Opdracht A.
Vervang in de lijst "fallen log" overal door "downed tree" en laat al het andere ongewijzigd. Begin bij de eerste regel van de lijst, stop na de regel met "point(104, 297)" en geef alleen die regels terug, graag zonder de afbeeldingen.

Ik streef naar een spoedige inwerkingtreding van dit wetsvoorstel. Idealiter zou het onderhavige voorstel op hetzelfde tijdstip inwerking moeten treden als de Wet modernisering waterschapsbestel. Dit is echter niet haalbaar. Gestreefd wordt naar inwerkingtreding uiterlijk 1 april 2008. De eis van volledige rechtsbevoegdheid dient immers op tijd in werking te zijn om te kunnen gelden voor de in het najaar van 2008 te houden waterschapsverkiezingen. In verband hiermee is haast geboden en spreek ik de hoop uit op een spoedige behandeling van het onderhavige wetsvoorstel in beide Kamers. Vanwege deze spoed is ervoor gekozen om de regeling van de horizonbepaling met betrekking tot de bestuurssamenstelling en verkiezingen, eveneens door mij toegezegd tijdens de mondelinge behandeling van de Wet in de Eerste Kamer, in een separaat wetsvoorstel op te nemen. Dit wetsvoorstel zal spoedig na het onderhavige voorstel worden ingediend.

Opdracht B.
Vul de passage over het waterschapswetsvoorstel aan met een vervolg dat direct na de laatste zin begint.

Vermeldingen voor locatiebepaling
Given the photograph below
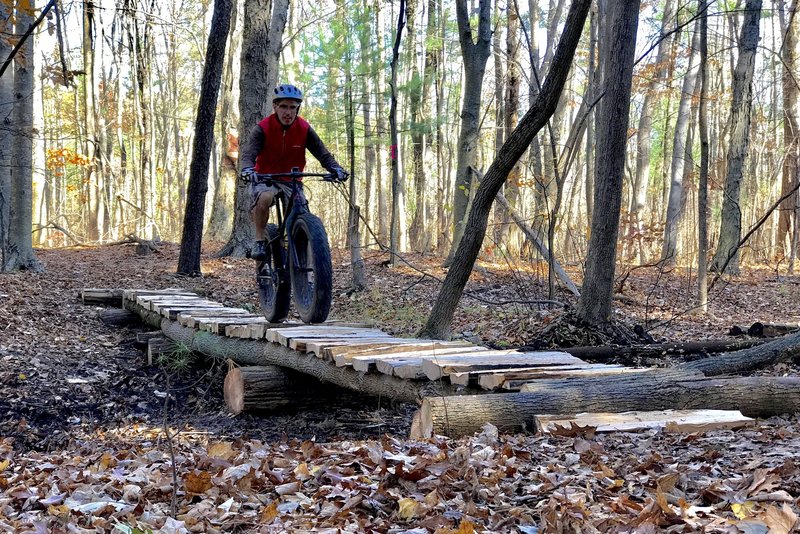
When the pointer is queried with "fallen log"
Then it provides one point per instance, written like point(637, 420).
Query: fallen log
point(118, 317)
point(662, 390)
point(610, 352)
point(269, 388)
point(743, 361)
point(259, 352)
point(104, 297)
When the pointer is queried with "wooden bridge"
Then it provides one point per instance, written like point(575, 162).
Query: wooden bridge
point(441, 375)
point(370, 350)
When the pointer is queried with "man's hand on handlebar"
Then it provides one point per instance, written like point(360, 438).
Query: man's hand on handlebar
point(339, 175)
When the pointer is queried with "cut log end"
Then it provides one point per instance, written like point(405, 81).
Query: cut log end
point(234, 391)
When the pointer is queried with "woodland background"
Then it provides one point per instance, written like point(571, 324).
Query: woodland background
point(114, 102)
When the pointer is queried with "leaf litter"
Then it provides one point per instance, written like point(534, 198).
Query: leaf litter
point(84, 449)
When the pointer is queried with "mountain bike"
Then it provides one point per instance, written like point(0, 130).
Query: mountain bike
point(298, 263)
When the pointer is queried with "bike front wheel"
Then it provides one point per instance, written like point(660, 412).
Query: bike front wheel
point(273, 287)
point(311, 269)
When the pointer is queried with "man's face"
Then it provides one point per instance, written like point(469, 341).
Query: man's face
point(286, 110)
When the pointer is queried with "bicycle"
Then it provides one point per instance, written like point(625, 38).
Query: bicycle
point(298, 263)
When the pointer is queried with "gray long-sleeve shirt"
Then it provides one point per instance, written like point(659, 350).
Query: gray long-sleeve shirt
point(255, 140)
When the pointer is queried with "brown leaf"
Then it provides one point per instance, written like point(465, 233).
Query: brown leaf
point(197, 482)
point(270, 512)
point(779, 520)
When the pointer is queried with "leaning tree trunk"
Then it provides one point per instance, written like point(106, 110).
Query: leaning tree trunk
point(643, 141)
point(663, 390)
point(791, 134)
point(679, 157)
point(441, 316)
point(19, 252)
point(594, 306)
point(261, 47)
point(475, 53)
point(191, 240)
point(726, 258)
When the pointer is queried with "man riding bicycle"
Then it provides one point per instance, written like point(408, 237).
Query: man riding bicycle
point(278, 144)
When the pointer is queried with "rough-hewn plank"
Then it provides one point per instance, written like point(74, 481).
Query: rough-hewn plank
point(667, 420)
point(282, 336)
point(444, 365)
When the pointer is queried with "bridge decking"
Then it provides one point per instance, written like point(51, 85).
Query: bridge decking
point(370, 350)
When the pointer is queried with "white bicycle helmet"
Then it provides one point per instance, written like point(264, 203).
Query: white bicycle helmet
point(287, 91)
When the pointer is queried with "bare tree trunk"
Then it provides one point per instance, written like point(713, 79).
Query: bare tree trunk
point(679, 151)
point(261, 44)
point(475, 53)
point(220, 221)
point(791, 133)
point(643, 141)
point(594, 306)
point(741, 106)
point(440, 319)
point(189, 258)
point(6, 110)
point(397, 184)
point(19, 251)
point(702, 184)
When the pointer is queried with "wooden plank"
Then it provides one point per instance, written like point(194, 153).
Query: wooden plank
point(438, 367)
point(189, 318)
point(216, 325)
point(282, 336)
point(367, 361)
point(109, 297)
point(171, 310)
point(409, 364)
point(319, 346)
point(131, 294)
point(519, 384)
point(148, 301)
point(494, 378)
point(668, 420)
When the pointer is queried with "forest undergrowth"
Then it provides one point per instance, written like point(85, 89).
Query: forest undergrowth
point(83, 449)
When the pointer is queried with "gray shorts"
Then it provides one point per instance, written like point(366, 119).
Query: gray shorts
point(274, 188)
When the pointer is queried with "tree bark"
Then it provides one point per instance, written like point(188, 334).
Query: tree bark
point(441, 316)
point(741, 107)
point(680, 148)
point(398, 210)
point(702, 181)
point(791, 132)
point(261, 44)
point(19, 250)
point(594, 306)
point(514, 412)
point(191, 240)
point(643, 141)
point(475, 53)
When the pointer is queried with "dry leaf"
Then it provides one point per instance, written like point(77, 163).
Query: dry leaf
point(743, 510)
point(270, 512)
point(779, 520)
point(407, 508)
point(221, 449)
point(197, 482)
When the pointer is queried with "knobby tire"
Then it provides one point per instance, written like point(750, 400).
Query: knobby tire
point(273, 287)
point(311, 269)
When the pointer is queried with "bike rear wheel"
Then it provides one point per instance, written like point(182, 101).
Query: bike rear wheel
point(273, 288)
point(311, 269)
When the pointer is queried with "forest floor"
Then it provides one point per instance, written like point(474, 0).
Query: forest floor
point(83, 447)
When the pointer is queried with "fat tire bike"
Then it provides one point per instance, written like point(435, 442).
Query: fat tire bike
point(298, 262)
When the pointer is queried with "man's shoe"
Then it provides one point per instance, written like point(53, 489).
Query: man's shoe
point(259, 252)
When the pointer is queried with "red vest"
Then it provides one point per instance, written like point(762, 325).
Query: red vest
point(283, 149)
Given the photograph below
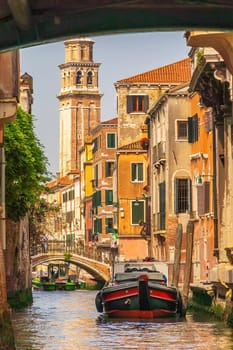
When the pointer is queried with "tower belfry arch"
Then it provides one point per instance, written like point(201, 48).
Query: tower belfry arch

Schriftelijk antwoord A.
Given the photograph below
When the pointer is queried with "downed tree"
Then it provides one point per instance, written like point(637, 420).
Query: downed tree
point(118, 317)
point(662, 390)
point(610, 352)
point(269, 388)
point(743, 361)
point(259, 352)
point(104, 297)

Schriftelijk antwoord B.
Eis van volledige rechtsbevoegdheid

De eis van volledige rechtsbevoegdheid is bij de totstandkoming van de Wet uitgebreid aan de orde geweest. Het ging daarbij om de afweging tussen enerzijds de drempel die deze eis zou kunnen vormen voor een groep die een lijst wil indienen en anderzijds de waarborgen die deze eis kan bieden. Geconcludeerd is toen dat de risico’s ook zonder de eis van volledige rechtsbevoegdheid af te dekken zouden zijn met regels in het tot stand te brengen Waterschapsbesluit en dat de eis van volledige rechtsbevoegdheid een ongewenste extra drempel kan vormen bij het indienen van een lijst voor de waterschapsverkiezingen. In de Wet werd derhalve geen eis gesteld aan de rechtsvorm van de belangengroepering.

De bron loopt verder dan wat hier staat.